WHAT TO DO – Rewrite the listing below, swapping "cable car" for "gondola" wherever it occurs and leaving every other part of each line unchanged.

────────

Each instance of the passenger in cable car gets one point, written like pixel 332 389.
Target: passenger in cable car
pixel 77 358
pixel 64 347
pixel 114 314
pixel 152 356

────────

EXERCISE OUTPUT –
Each instance of the passenger in gondola gets one point, written like pixel 332 389.
Target: passenger in gondola
pixel 77 358
pixel 64 347
pixel 114 314
pixel 152 356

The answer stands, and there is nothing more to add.